Thomas "Papa Mutt" Carey (September 17, 1891 – September 3, 1948) was an American jazz trumpeter.

Early life

Carey was born in Hahnville, Louisiana, and moved to New Orleans with his family in his youth. His older brother Jack Carey was a trombone player and bandleader; Mutt was playing cornet in his brother's band by about 1912.

Career 
Although Carey's early work was with brass bands in the New Orleans area (1913–17), in 1914, he started working with Kid Ory and would continue to do so, on and off, through the 1910s.

After touring the vaudeville circuits in 1917, he returned to New Orleans in 1918 and then went to California with Ory in 1919, eventually taking over leadership of the band when Ory left in 1925.

Carey’s big band, the Jeffersonians, appeared in the silent films The Legion of the Condemned and The Road to Ruin (both 1928).

Carey rejoined Ory’s band from around 1929 to 1933, when the lack of work during the Depression led him to work as a Pullman porter.

SOURCE EXCERPT ::
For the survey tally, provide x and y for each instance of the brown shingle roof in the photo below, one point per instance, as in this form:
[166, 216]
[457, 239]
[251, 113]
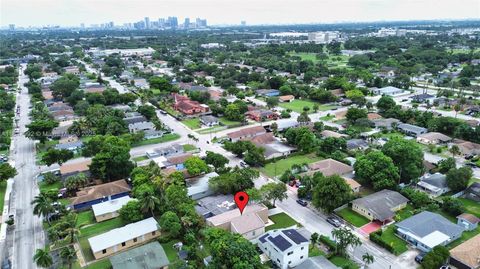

WHAT THIS EXERCISE ASKS ::
a) Reproduce the Mutt Carey biography word for word from "After touring the" to "a Pullman porter.".
b) Pick up the Mutt Carey biography after its final sentence and carry it forward.

TASK-BY-TASK OUTPUTS ::
a)
After touring the vaudeville circuits in 1917, he returned to New Orleans in 1918 and then went to California with Ory in 1919, eventually taking over leadership of the band when Ory left in 1925.

Carey’s big band, the Jeffersonians, appeared in the silent films The Legion of the Condemned and The Road to Ruin (both 1928).

Carey rejoined Ory’s band from around 1929 to 1933, when the lack of work during the Depression led him to work as a Pullman porter.

b)
In March 1944 Carey rejoined Ory in an all-star band that was a leader of the West Coast revival of traditional New Orleans jazz, put together for the CBS Radio series The Orson Welles Almanac. The All Star Jazz Group also included Ed Garland, Jimmie Noone (succeeded by Barney Bigard), Bud Scott, Zutty Singleton and Buster Wilson. Renamed Kid Ory's Creole Jazz Band, the group then made a significant series of recordings on the Crescent Records label.

Carey left Ory's band in 1947 to lead a group under his own name.

Personal life 
Carey died in Lake Elsinore, California, on September 3, 1948, aged 56.

References

External links
 Mutt Carey 1891-1948 at the Red Hot Jazz Archive
 1944 Orson Welles Broadcasts at The Kid Ory Archive
 1945 Jade Palace at The Kid Ory Archive
 Kid Ory's Creole Jazz Band: 1944–1945 The Legendary Crescent Recording Sessions at AllMusic (Scott Yanow)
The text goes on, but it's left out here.